··· Material supplied ···

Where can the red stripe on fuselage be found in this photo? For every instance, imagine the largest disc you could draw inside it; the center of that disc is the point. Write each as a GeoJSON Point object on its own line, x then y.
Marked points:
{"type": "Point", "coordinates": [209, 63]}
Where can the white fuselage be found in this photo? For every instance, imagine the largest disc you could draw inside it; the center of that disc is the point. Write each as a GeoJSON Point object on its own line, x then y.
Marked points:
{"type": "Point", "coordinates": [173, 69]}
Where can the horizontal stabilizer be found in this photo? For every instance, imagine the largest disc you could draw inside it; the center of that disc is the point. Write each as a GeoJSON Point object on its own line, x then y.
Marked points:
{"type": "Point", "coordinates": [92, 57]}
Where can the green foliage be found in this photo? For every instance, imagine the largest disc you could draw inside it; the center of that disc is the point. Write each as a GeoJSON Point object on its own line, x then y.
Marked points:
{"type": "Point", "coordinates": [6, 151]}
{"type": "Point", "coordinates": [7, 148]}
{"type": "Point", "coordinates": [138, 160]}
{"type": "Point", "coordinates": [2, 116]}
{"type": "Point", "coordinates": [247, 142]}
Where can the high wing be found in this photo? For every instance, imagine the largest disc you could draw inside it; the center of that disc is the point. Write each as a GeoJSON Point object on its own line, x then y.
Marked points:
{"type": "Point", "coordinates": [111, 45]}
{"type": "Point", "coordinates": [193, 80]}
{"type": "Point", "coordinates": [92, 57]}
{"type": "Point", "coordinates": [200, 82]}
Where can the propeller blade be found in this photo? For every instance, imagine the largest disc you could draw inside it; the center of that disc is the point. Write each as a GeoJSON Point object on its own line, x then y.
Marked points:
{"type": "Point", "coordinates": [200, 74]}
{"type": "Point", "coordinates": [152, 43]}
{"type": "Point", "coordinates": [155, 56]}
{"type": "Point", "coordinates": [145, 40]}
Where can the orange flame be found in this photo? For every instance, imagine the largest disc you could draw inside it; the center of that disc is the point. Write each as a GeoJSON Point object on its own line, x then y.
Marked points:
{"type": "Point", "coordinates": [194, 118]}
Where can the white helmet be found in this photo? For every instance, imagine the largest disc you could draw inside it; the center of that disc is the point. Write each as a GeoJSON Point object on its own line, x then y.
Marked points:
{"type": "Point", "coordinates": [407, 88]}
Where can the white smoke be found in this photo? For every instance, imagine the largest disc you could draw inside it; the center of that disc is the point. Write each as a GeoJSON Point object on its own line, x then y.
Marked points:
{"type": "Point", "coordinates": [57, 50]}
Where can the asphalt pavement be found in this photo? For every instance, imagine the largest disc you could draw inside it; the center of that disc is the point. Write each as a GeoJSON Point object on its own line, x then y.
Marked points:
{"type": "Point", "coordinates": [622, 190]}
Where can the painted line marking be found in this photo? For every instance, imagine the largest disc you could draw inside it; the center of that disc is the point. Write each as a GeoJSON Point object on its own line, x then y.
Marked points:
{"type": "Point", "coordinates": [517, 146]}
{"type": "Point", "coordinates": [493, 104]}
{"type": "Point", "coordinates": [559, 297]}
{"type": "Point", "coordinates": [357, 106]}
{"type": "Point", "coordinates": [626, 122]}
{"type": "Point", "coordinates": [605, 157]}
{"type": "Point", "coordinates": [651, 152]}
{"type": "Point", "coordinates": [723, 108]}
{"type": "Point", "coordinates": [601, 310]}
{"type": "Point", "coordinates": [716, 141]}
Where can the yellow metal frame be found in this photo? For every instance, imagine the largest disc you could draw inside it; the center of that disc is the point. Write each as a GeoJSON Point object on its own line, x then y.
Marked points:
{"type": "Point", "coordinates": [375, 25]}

···
··· Material supplied ···

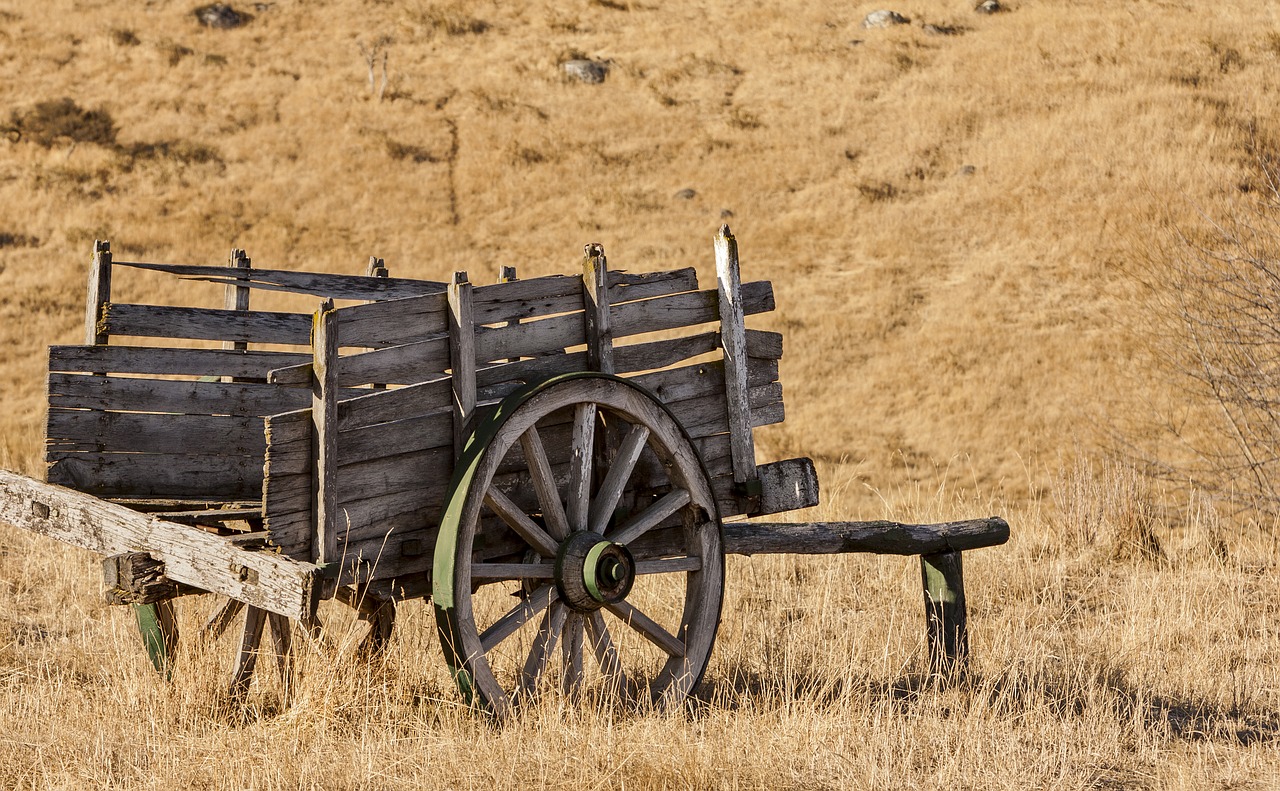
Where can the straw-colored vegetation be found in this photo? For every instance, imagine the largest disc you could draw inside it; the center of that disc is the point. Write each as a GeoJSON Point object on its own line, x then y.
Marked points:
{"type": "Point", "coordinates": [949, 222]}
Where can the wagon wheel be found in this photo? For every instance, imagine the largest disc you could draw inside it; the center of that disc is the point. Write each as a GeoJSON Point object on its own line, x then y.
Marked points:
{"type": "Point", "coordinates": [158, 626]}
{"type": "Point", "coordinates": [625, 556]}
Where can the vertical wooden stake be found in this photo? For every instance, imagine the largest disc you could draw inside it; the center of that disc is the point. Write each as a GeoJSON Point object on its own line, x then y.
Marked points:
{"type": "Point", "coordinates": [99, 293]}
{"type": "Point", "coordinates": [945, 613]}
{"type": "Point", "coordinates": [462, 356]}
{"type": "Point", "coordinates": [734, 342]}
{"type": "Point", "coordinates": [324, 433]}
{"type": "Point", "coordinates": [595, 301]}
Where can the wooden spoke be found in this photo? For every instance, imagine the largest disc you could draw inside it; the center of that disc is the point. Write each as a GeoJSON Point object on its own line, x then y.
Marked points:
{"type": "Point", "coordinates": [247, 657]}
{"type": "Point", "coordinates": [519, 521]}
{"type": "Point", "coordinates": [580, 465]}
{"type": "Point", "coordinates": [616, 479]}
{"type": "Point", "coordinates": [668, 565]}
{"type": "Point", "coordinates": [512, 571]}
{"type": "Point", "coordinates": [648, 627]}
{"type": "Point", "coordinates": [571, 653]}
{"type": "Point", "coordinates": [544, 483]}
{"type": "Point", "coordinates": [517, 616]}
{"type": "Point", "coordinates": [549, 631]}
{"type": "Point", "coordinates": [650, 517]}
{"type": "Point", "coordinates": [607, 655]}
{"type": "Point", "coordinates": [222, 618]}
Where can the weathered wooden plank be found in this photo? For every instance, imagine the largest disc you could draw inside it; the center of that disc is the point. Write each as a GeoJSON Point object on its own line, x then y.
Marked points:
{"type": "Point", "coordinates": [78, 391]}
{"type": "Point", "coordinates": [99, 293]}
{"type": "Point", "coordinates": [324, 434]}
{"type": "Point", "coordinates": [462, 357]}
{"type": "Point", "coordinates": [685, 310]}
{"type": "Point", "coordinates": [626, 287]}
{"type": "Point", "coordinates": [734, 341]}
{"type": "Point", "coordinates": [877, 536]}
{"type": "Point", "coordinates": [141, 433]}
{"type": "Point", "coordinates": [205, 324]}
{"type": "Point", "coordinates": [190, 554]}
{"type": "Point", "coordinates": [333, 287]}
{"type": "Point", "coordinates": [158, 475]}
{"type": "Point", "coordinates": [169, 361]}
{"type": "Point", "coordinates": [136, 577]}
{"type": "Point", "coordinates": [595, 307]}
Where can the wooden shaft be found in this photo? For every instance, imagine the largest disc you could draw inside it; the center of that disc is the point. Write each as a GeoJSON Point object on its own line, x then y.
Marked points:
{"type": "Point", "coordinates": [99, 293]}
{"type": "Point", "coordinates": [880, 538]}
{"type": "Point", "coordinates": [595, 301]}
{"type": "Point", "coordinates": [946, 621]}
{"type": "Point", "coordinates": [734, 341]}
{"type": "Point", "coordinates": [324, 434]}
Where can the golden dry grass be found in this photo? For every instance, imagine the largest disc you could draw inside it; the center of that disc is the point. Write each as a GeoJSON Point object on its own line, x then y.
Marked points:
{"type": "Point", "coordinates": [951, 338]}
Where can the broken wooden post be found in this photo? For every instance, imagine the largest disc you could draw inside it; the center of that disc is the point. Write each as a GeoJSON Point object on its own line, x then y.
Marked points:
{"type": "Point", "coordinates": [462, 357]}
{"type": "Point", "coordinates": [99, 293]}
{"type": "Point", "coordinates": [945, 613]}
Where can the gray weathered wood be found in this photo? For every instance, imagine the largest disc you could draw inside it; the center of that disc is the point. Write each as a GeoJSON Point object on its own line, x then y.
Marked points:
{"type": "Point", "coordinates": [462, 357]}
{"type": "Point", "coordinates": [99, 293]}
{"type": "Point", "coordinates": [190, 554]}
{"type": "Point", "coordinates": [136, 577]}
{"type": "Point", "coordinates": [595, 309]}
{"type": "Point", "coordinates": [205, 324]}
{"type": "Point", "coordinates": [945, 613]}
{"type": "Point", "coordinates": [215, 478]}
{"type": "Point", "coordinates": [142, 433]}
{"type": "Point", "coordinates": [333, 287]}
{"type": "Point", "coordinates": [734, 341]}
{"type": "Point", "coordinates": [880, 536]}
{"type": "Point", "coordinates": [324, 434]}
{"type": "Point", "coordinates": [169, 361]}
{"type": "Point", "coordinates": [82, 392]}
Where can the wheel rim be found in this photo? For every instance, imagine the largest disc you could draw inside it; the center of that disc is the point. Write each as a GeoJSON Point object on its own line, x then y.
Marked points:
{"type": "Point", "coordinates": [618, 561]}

···

## Exercise prompt
Report each line in the entries above that contains the word "gray".

## Worked solution
Where can the gray weathered wood be found in this photo? For every instance, imagine the largest disc you could draw inside it; the center of that disc is the point. Write each as a GeoJSON Point object on its own line, x then y.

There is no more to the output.